EXTRAIT DU DOCUMENT:
:::
Comme pour l’incohérence loufoque, l’incohérence « insolite » procède également de la rencontre de deux univers différents l’un de l’autre. Mais elle s’en différencie en ce que, cette fois, les deux univers ne sont pas complètement étrangers l’un à l’autre. Plus exactement, on dira que l’insolite provient de ce que ces deux univers ne sont pas naturellement liés l’un à l’autre ; c’est le récit et/ou la situation dans lequel ils apparaissent qui, en faisant un coup de force, justifie leur rencontre. Il est donc possible d’expliquer les différentes logiques qui se rencontrent dans le récit, ou du moins de les élucider, ce qui, à la différence de la loufoquerie, fait reposer le procédé d’incohérence insolite sur une sorte de trans-sens : quelque chose permet tout de même d’établir un lien entre les deux univers, de passer de l’un à l’autre (trans ). Même si cette rencontre est le fait du hasard, comme coïncidence de deux logiques, au départ, indépendantes l’une de l’autre, mais dont on comprend et accepte les effets de la rencontre : un passant jette un papier gras dans la rue, un autre marche dessus, glisse et tombe, c’est la mécanique du rire dont parle Henri Bergson (1900) qui repose ici sur un procédé d’insolite [8].
:::
ÉLÉMENTS FOURNIS:
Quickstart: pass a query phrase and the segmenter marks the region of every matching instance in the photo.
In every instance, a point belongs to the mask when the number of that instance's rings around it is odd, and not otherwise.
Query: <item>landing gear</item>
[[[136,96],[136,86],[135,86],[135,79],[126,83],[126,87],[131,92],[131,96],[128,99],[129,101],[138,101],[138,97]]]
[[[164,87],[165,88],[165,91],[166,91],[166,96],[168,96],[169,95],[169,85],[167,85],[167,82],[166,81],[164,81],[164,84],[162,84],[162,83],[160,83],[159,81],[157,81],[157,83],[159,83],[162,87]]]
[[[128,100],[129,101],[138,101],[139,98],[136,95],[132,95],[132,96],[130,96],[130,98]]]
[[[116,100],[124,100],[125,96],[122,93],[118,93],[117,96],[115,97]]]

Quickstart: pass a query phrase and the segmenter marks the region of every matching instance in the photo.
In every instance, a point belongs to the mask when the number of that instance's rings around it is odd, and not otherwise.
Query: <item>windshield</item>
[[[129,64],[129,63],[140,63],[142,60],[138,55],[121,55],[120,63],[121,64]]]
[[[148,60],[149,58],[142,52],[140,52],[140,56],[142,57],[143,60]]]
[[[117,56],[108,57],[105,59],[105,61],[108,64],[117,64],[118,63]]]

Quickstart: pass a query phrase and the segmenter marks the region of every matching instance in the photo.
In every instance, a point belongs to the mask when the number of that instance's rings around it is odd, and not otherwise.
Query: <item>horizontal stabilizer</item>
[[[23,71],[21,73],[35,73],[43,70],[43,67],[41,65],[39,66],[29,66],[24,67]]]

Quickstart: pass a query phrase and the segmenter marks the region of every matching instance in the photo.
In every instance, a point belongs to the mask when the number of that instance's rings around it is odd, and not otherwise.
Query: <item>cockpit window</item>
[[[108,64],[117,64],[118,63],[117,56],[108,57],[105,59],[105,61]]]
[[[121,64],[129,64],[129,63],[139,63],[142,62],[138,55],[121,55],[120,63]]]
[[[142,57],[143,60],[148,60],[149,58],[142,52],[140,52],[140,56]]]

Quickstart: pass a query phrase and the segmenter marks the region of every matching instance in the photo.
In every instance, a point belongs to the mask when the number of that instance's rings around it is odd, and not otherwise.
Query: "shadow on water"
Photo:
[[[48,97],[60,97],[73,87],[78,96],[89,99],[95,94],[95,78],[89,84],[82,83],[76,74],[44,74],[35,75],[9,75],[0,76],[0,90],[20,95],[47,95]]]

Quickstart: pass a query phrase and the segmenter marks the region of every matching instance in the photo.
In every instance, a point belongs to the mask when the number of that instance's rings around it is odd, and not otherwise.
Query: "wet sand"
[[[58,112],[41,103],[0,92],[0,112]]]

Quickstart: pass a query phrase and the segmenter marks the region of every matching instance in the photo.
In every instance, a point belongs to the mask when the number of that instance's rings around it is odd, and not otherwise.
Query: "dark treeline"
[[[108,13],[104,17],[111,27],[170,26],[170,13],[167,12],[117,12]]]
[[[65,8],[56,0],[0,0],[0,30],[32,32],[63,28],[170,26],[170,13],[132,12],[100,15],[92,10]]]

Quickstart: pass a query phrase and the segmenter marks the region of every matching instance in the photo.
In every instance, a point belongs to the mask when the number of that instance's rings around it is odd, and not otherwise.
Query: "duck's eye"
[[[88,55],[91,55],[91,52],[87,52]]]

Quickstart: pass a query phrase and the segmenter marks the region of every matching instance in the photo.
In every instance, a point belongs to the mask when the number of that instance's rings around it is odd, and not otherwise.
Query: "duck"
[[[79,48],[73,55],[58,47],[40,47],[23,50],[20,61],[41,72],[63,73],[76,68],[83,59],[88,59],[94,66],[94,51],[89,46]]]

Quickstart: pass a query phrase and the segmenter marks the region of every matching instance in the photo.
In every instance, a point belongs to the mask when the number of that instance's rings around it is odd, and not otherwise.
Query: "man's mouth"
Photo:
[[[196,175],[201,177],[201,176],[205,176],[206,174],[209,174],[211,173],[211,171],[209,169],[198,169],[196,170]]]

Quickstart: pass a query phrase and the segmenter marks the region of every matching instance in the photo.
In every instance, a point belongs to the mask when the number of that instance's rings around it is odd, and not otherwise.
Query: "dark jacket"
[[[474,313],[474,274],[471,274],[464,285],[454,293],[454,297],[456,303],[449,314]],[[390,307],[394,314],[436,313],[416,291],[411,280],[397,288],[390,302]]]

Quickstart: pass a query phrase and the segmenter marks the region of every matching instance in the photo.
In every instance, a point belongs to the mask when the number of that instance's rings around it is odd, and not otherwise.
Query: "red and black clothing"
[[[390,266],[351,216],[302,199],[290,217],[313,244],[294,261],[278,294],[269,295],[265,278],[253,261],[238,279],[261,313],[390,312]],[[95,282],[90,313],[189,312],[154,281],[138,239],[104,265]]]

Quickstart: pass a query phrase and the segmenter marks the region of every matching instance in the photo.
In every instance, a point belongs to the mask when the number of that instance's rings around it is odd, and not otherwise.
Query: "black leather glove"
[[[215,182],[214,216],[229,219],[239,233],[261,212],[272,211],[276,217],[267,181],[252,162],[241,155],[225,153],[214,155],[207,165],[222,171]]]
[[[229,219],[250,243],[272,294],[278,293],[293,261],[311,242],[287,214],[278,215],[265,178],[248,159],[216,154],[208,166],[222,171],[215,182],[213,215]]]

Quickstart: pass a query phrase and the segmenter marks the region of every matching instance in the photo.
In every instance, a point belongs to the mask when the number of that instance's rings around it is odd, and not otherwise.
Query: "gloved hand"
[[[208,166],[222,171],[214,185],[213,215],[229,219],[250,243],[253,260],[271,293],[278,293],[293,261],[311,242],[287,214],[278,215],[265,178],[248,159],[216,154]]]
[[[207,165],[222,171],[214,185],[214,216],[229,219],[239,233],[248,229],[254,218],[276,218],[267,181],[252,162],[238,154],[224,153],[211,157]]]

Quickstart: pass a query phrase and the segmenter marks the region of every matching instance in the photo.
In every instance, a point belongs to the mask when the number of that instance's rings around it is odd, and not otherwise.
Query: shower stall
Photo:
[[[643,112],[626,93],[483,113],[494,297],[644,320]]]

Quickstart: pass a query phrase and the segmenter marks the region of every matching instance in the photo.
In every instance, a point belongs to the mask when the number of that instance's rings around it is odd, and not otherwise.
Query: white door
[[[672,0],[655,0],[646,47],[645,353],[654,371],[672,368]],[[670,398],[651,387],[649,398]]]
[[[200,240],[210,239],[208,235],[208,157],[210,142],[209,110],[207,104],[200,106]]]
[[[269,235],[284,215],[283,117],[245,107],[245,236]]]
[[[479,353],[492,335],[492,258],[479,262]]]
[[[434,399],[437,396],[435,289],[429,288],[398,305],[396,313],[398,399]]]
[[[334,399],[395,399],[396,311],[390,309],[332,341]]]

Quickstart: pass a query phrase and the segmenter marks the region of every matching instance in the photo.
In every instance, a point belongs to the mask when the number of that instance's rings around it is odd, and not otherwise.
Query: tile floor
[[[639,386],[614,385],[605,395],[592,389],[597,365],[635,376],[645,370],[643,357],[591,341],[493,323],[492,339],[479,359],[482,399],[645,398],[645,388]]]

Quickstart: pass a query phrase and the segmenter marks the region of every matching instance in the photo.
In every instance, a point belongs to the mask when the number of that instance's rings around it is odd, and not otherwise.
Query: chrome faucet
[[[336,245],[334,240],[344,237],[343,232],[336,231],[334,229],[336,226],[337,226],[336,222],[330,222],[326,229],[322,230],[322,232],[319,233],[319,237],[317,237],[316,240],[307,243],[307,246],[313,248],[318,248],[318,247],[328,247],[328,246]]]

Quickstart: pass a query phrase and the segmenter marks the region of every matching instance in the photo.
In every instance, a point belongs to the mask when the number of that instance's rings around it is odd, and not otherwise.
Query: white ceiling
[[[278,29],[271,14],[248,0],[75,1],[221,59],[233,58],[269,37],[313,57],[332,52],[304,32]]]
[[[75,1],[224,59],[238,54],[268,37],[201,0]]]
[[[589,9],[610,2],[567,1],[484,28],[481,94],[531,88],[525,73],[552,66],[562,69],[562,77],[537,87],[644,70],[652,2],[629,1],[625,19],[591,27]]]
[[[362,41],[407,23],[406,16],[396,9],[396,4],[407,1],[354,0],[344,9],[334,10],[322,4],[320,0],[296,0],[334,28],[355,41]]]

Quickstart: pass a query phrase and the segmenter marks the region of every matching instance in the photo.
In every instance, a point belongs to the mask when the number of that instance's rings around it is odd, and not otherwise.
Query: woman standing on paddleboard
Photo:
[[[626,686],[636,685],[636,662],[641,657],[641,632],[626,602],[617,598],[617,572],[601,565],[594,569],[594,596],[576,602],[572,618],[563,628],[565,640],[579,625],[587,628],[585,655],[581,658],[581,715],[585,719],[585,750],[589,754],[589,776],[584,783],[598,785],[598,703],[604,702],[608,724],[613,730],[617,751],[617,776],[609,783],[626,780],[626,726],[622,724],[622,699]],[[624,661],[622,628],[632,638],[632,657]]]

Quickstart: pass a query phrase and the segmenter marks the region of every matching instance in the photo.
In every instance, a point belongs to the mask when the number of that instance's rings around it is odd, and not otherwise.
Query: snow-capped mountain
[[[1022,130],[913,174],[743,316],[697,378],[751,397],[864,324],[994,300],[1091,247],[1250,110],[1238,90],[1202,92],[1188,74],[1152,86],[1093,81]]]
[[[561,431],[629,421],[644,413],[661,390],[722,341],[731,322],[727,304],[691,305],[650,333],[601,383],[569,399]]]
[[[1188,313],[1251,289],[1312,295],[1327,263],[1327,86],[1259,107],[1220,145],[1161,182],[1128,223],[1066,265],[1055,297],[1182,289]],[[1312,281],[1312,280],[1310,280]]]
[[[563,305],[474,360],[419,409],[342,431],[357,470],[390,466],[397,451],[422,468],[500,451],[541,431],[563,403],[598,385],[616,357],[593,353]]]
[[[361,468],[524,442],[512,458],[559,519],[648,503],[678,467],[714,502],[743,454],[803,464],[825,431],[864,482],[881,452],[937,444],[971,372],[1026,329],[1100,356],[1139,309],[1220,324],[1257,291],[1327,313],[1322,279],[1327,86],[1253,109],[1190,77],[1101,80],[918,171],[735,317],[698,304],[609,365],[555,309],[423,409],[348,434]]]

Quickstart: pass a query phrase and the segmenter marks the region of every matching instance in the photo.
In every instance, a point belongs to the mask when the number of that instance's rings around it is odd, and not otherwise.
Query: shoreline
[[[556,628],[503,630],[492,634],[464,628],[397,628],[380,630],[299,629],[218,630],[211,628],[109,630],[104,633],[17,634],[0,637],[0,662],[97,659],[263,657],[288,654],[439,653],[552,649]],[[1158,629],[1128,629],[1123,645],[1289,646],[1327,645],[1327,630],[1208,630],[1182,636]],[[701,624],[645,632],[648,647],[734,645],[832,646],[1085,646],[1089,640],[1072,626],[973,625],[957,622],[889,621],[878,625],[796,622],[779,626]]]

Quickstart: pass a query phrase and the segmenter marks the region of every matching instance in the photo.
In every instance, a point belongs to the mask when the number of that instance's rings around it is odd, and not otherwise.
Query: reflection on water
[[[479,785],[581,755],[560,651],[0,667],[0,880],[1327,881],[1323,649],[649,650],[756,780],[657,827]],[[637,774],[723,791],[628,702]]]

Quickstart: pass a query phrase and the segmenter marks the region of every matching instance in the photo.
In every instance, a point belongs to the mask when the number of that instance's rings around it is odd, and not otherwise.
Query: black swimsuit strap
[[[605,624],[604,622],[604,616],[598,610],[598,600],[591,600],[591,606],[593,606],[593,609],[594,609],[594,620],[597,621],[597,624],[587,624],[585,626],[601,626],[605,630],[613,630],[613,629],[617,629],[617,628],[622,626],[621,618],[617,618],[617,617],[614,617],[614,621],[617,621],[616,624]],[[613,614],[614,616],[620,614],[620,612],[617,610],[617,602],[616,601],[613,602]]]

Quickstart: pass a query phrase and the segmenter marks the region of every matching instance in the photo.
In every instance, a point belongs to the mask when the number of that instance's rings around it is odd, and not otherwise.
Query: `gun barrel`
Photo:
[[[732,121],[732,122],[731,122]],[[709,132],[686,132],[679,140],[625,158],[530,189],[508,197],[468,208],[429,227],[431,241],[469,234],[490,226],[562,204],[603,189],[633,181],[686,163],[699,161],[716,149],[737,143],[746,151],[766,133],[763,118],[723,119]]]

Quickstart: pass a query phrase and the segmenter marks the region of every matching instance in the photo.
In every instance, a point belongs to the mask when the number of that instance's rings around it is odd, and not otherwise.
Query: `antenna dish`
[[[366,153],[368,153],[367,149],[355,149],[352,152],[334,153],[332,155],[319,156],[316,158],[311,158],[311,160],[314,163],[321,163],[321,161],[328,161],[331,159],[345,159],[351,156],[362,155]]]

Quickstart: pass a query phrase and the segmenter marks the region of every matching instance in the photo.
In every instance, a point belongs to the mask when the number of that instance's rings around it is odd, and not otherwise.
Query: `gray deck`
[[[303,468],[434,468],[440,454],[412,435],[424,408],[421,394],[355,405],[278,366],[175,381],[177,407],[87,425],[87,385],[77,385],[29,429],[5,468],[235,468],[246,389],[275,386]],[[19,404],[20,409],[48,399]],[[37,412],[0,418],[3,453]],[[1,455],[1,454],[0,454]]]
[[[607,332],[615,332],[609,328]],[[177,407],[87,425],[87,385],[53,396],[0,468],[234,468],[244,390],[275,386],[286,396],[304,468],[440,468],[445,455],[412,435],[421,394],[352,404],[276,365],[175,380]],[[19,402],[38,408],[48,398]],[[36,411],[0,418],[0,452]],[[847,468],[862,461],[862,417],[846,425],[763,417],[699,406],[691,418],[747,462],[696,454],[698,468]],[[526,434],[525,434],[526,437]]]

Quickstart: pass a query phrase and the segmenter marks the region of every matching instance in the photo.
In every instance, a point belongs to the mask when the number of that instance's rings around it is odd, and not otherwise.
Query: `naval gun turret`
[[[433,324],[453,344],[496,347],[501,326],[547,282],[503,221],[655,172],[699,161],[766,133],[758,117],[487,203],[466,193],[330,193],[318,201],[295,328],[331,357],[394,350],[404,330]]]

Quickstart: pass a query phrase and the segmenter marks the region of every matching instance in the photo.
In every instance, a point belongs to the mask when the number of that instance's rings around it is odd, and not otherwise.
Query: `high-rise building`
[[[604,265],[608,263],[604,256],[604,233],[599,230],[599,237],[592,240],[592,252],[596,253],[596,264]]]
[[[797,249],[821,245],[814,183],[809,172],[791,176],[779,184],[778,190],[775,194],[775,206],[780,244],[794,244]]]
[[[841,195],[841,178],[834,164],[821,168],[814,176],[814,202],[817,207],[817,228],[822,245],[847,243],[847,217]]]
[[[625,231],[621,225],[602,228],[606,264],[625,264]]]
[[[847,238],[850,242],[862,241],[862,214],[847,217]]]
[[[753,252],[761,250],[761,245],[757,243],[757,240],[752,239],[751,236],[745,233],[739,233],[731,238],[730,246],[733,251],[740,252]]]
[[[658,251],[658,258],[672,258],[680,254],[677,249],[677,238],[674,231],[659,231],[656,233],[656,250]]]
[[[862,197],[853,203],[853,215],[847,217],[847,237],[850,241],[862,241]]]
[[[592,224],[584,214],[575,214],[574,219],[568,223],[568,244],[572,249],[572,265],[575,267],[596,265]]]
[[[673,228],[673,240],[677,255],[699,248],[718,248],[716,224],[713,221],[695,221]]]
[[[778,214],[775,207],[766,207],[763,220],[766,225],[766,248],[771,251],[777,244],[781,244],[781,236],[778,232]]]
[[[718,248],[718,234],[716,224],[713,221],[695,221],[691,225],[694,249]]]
:::
OBJECTIFS:
1. Dans l'extrait sur l'incohérence insolite, énumérez dans l'ordre les actions qui composent l'exemple des passants.
2. Résumez en deux phrases l'extrait sur l'incohérence insolite.
3. Poursuivez l'extrait sur l'incohérence insolite à partir de sa dernière phrase.
Ce matériel n'est pas utile ici.

RÉPONSES PAR TÂCHE:
1.
- Un passant jette un papier gras dans la rue.
- Un autre marche dessus.
- Il glisse.
- Il tombe.

2. Comme l'incohérence loufoque, l'incohérence insolite naît de la rencontre de deux univers, mais ceux-ci ne sont pas complètement étrangers : ils ne sont pas naturellement liés, et c'est le récit ou la situation qui justifie leur rencontre par un coup de force. Elle repose donc sur un trans-sens qui permet de passer d'un univers à l'autre, même lorsque la rencontre tient au hasard, comme dans la mécanique du rire décrite par Henri Bergson.

3.
La différence entre incohérence loufoque et incohérence insolite est parfois difficile à établir. En fait, la différence réside dans l’existence ou non d’un lien entre les deux univers de sens (ou isotopies) mis en relation. Ce lien, on l’obtient par inférence, et toute la question est de savoir si l’inférence est elle-même évidente ou non. Si le lien sémantique apparaît facilement (il est vrai que facilement est un critère difficile à mesurer), on a affaire à une incohérence insolite ; dans le cas contraire, à une incohérence loufoque. La conjonction opérée dans la loufoquerie relève de l’invraisemblable et donc ne peut s’obtenir que de façon volontaire, celle opérée dans l’insolite fait partie d’un peu vraisemblable possible. Elle est le fait du hasard qui donne toujours des résultats saugrenus ou incongrus.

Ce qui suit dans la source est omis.